---- Source text

The Guaymas Fault, named for the city of Guaymas, Sonora, Mexico, is a major right lateral-moving transform fault which runs along the seabed of the Gulf of California.  It is an integral part of the Gulf of California Rift Zone, the northern extremity of the East Pacific Rise.  The Guaymas Fault runs from the San Pedro Martir Basin located at the southern end of the San Lorenzo Fault (the next transform to the north), and extends southward to the Guaymas Basin, a heavily sedimented rift which includes both continental and oceanic crust and contains numerous hydrothermal vents.

The Guaymas Fault is often grouped together with the three transform faults to its north as the Guaymas Transform Fault System.  These faults are, from north to south, the Ballenas, Partida, San Lorenzo, and Guaymas.  This system of fault extends some 325 km, linking the Delfin Basin in the north with the Guaymas Basin in the south.

--------

### Written problem a
In the listing, retype the lines between the one holding "Where can the grass" and the one holding "<point>177,99</point>", inclusive.
The text about the fault has no connection to the listing that follows it.

---- Dataset entries

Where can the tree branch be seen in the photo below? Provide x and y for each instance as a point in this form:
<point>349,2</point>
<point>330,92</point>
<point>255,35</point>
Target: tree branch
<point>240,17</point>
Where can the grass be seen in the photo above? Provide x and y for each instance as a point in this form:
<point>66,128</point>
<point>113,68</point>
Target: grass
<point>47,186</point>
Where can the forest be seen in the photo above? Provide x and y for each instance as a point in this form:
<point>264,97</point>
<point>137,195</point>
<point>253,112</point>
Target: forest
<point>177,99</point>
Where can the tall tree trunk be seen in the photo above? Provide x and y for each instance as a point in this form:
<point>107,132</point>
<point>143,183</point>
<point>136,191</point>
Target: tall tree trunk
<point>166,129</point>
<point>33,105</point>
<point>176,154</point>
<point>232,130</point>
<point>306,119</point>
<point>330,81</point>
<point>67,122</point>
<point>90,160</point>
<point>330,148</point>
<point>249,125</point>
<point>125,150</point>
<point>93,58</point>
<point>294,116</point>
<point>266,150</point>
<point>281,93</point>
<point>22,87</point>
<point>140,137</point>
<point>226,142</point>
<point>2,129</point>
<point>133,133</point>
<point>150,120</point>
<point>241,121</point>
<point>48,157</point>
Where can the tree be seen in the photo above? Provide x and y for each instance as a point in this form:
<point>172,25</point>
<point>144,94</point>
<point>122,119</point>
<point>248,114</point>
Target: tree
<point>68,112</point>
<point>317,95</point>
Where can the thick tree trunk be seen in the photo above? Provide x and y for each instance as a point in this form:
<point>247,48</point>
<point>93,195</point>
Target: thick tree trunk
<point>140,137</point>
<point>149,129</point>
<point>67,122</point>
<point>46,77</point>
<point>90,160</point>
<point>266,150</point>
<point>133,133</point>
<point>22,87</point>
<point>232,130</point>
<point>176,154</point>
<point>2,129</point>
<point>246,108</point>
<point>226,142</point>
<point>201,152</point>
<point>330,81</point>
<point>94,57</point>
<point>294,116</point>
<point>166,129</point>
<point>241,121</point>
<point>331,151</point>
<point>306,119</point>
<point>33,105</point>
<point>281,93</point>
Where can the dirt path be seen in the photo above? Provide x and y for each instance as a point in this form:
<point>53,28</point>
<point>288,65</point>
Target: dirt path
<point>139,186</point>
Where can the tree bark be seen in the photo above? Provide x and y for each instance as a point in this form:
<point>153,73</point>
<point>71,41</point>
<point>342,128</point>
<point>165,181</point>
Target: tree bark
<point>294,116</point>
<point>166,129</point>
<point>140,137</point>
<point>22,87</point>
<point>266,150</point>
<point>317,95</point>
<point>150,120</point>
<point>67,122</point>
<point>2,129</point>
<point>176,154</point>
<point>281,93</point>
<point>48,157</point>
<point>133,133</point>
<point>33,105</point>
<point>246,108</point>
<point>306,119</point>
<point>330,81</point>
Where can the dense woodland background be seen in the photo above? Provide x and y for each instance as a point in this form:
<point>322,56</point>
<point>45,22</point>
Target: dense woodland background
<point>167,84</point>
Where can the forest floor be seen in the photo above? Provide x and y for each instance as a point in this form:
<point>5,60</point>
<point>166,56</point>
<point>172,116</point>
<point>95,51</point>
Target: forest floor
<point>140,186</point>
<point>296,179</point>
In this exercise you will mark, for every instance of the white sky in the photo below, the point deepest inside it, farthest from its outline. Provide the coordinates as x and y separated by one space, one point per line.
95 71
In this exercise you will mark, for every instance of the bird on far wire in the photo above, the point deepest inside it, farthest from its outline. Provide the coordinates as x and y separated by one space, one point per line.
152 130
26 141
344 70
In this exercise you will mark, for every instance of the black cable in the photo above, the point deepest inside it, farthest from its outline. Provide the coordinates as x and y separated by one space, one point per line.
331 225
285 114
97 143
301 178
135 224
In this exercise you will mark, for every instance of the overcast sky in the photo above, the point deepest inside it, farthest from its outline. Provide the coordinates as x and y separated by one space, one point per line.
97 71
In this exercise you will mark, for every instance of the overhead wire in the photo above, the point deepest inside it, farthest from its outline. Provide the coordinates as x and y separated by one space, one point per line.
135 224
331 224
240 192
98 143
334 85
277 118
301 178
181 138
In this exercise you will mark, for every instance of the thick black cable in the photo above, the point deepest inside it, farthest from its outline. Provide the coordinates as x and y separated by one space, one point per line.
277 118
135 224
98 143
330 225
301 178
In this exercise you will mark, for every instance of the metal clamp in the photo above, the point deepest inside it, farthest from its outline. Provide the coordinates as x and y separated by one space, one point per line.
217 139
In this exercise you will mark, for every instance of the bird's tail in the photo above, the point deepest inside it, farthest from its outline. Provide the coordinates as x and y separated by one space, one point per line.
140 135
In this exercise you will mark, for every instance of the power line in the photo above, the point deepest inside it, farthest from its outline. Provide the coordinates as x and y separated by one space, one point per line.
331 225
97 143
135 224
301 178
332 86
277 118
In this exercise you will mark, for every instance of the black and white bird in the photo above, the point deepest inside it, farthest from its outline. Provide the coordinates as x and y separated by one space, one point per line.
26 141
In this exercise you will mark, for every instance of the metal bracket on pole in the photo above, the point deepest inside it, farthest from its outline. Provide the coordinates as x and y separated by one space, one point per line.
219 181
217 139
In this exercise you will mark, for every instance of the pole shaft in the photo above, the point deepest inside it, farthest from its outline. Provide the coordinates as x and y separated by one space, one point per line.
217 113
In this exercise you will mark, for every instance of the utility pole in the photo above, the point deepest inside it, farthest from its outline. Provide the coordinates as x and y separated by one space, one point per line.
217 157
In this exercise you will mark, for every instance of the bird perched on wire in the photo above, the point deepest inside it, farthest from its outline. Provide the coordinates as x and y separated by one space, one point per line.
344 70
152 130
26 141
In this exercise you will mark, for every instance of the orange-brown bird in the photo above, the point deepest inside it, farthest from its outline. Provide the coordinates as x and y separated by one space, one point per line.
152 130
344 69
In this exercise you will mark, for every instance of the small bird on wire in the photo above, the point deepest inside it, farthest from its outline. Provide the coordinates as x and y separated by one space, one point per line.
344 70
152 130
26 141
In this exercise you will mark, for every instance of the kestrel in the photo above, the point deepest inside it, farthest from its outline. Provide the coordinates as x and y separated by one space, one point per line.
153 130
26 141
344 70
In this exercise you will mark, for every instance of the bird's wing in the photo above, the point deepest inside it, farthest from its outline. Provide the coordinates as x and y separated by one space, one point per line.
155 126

--------

### Written problem b
Echo the passage of the fault text between "The Guaymas Fault, named" and "numerous hydrothermal vents.", inclusive.

### Written answer a
Where can the grass be seen in the photo above? Provide x and y for each instance as a point in this form:
<point>66,128</point>
<point>113,68</point>
Target: grass
<point>47,186</point>
Where can the forest be seen in the photo above? Provide x and y for each instance as a point in this form:
<point>264,97</point>
<point>137,195</point>
<point>253,112</point>
Target: forest
<point>177,99</point>

### Written answer b
The Guaymas Fault, named for the city of Guaymas, Sonora, Mexico, is a major right lateral-moving transform fault which runs along the seabed of the Gulf of California.  It is an integral part of the Gulf of California Rift Zone, the northern extremity of the East Pacific Rise.  The Guaymas Fault runs from the San Pedro Martir Basin located at the southern end of the San Lorenzo Fault (the next transform to the north), and extends southward to the Guaymas Basin, a heavily sedimented rift which includes both continental and oceanic crust and contains numerous hydrothermal vents.